◆ Provided text ◆
The complex setting might also be somewhat confuse, what is a put off for some people, but checking out some information and paying close attention to the episodes should be enough to understand (and enjoy) everything. Kyoukai Senjou no Horizon takes place in the future, a time after humanity supposedly almost reached heavens but fell short of it due to wars amongst themselves. Thus, someone had the brilliantly ridiculous idea of reenacting the past. In the stories specific time period, said idea had turned unquestionable law and humanity’s very purpose of existence. Something that put me off at first was how could everyone be so stupid as to sacrifice their wishes and future to do something like that, but then it hit me that “Hey, that’s what they’ve been taught since they were born. The principles that were engrained in them from a very low age.” Like our perception of society in reality couldn’t be drastically changed, such was their reality. That said, it’s not like they just go around faithfully reenacting history. In fact, most countries use that more as an inviolable excuse to reach their goals and mask their underhanded actions, taking advantage of how different interpretations of the same facts, specially past facts of which exists nothing but records, can be equally well defended. That gives rise to my most loved part of Kyoukaisen – the intricate politics. The politics in this series are quite resembling to real-life politics, which is really rare in anime. A kind of politics where reasons matter, but appearances matter more. A kind of politics where double meaning is given to illicit actions, and where formalities rule over purpose. In other words, a wonderfully dirty kind of politics that contributes to the plot of this series in every single episode. And as if that wasn’t enough, there’s even an episode entirely dedicated to a political debate in each season. Add to the great script a flamboyant presentation and you get my favorite episodes of Kyoukaisen.

◆ Supplied information ◆
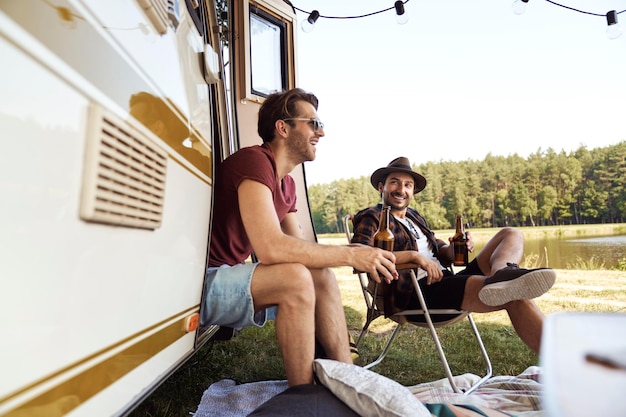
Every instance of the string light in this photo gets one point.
(613, 31)
(401, 16)
(309, 24)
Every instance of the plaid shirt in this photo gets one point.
(396, 296)
(366, 223)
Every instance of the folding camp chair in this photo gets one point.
(424, 317)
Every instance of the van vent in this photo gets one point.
(124, 178)
(157, 11)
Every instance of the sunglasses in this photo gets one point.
(316, 124)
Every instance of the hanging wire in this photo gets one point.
(580, 11)
(350, 17)
(406, 1)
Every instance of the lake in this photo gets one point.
(575, 251)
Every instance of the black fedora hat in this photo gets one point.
(400, 164)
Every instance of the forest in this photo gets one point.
(546, 188)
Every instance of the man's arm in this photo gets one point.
(365, 226)
(272, 245)
(291, 226)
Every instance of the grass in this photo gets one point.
(253, 355)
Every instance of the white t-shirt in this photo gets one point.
(422, 243)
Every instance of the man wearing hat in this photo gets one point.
(491, 281)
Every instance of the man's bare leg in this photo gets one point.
(330, 319)
(290, 287)
(526, 318)
(506, 246)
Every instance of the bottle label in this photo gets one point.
(385, 244)
(460, 253)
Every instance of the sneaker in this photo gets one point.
(515, 283)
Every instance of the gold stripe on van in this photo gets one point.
(71, 393)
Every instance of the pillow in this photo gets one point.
(366, 392)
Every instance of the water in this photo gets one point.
(576, 251)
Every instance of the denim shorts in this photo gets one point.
(227, 299)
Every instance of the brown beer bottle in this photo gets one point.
(459, 243)
(384, 238)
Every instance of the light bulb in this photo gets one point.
(309, 24)
(613, 31)
(401, 16)
(519, 6)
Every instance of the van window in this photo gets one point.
(267, 53)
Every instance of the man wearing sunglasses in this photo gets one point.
(255, 204)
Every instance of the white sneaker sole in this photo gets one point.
(526, 287)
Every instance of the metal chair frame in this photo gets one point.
(373, 312)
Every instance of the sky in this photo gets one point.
(461, 79)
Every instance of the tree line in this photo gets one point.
(546, 188)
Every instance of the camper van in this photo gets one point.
(113, 117)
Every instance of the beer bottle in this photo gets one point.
(459, 243)
(384, 238)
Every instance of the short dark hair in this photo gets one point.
(279, 106)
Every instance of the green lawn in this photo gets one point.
(253, 354)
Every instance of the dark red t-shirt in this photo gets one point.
(229, 243)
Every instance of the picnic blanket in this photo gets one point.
(516, 395)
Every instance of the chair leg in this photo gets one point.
(442, 355)
(386, 349)
(489, 372)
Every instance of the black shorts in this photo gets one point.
(449, 292)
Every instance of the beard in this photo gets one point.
(396, 205)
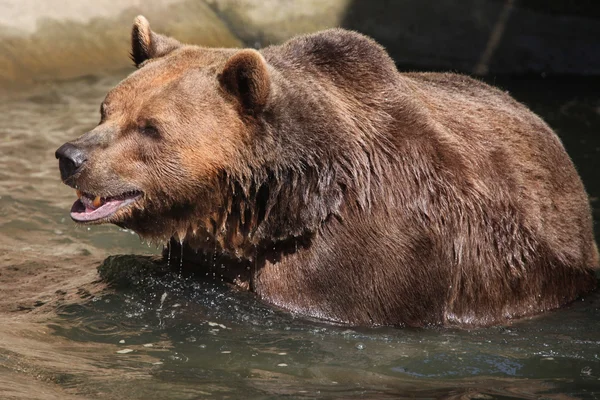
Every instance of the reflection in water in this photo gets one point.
(139, 330)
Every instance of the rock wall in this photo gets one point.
(61, 39)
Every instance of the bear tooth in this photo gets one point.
(97, 202)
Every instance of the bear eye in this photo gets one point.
(102, 112)
(149, 129)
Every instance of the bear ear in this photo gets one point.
(146, 44)
(246, 77)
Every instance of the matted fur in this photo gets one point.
(336, 187)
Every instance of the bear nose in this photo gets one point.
(70, 159)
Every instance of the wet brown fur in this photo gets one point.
(336, 187)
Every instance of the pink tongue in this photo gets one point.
(88, 203)
(90, 213)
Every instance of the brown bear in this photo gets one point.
(334, 186)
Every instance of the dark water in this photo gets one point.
(139, 331)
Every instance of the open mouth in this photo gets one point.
(89, 208)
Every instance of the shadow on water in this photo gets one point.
(199, 338)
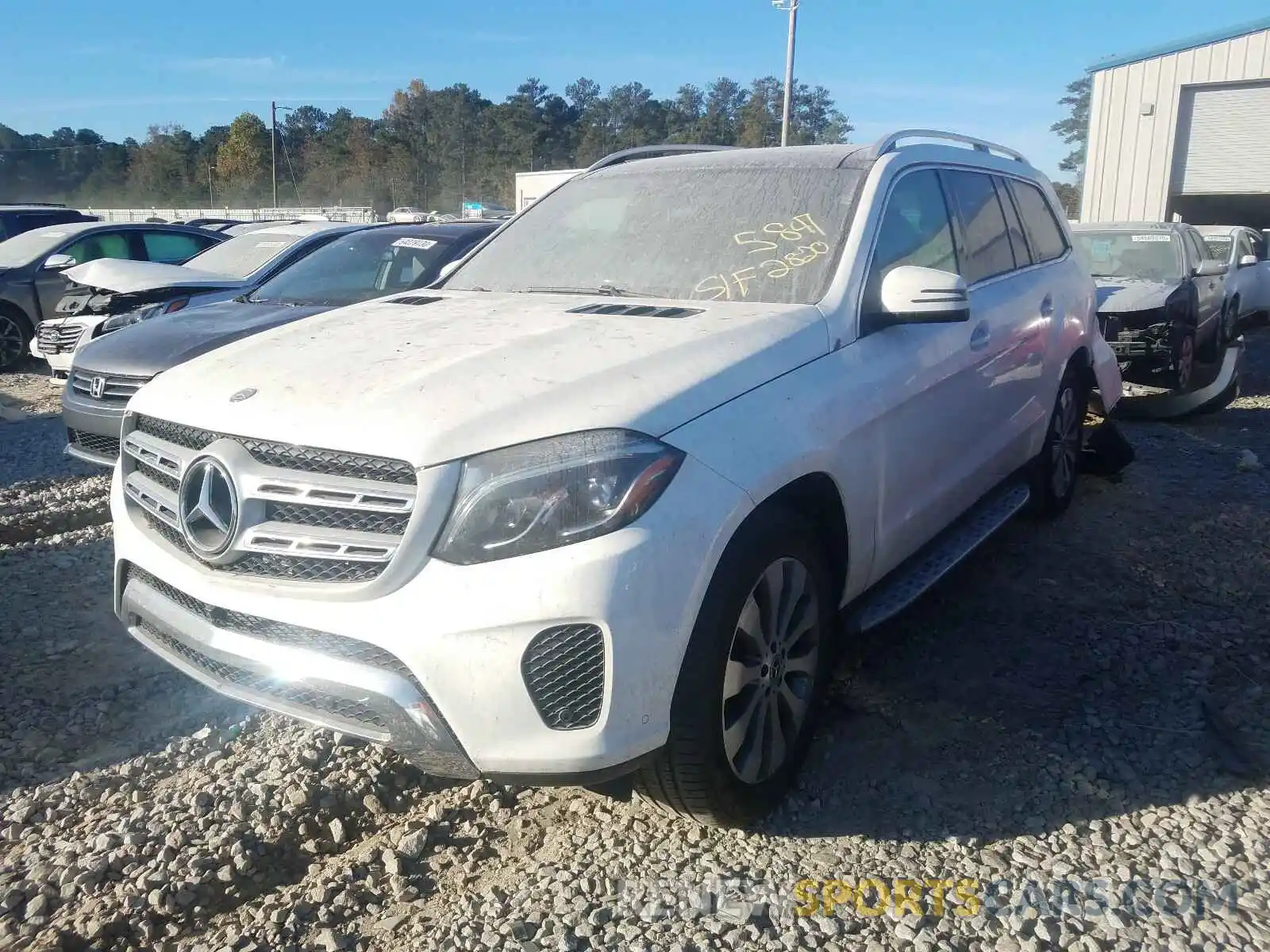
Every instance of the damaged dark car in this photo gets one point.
(1161, 298)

◆ What the exercise asks ◆
Pick up the Kyoukai Senjou no Horizon review after its last sentence and keep writing it. The lines are separate material and not part of the review.

◆ The answer ◆
However, the plot is not the only strong point in this anime. In fact, while the politics sure are great, all the relations between countries and the implications of each and every detail are usually hard to grasp, which would make this a mostly tedious watch. Something else that really makes Kyoukai Senjou no Horizon shine is the wonderful cast of characters. Musashi’s students sure are no small group, and when adding to that some relevant characters from other factions, it sure seems like most will get simply forgotten in the middle of so many faces. Fortunately, that doesn’t happen. With only 13 episodes in the first season, it had already an impressive amount of character development considering how many characters there were. This second season only served to perfect that, sporting even a more impressive amount of it in such few time.

Speaking of characters, I couldn’t go on without mentioning the protagonist. Toori is just a wonderful deviation of a main character. In the first season, he’s terribly burdened with is own guilt, yet he’s all but an angsty brat. He’s just someone who lives life as it is, an idiot with amazing strikes of genius and someone who’s completely honest with himself and follows what he believes in. That’s what gathered that amazing group of friends around him. Most of Musashi’s group receives good development, but they shine more as the united group they are. Which is a great thing, since what drives the chain of events in Kyoukaisen is, in fact, the will of the characters. Let me proceed to explain how well such fact truly works. This series’ plot comprehends implications in a grand scale – the power balance of the factions/countries, the Armament of Deadly Sins, the politics, fighting strategies, heck, there’s even the apocalypse to worry about. While that’s usually a good sing in fantasy stories, such events are really nice for detail analysis, but due to how removed they are from a viewers’ daily experience, they, more often than not, fail at getting said viewers emotionally invested. However, while all those details and subtleties of every action, ready for those who love such components to put their minds in, all of it can be simplified in one goal: the selfish wish of one guy who wants to get the girl, even if that means declaring war against the entire world. If that’s not simplifying, than I don’t know what it is, and if that’s not romantic, than I have absolutely no idea what else could possibly be. Due to this, one can look at Kyoukaisen as the story of a group of comrades, fighting for their beliefs, or as a grand scale fantasy epic, with all the intricate aspects that brings. Or you can see it as both, taking in its entire splendor.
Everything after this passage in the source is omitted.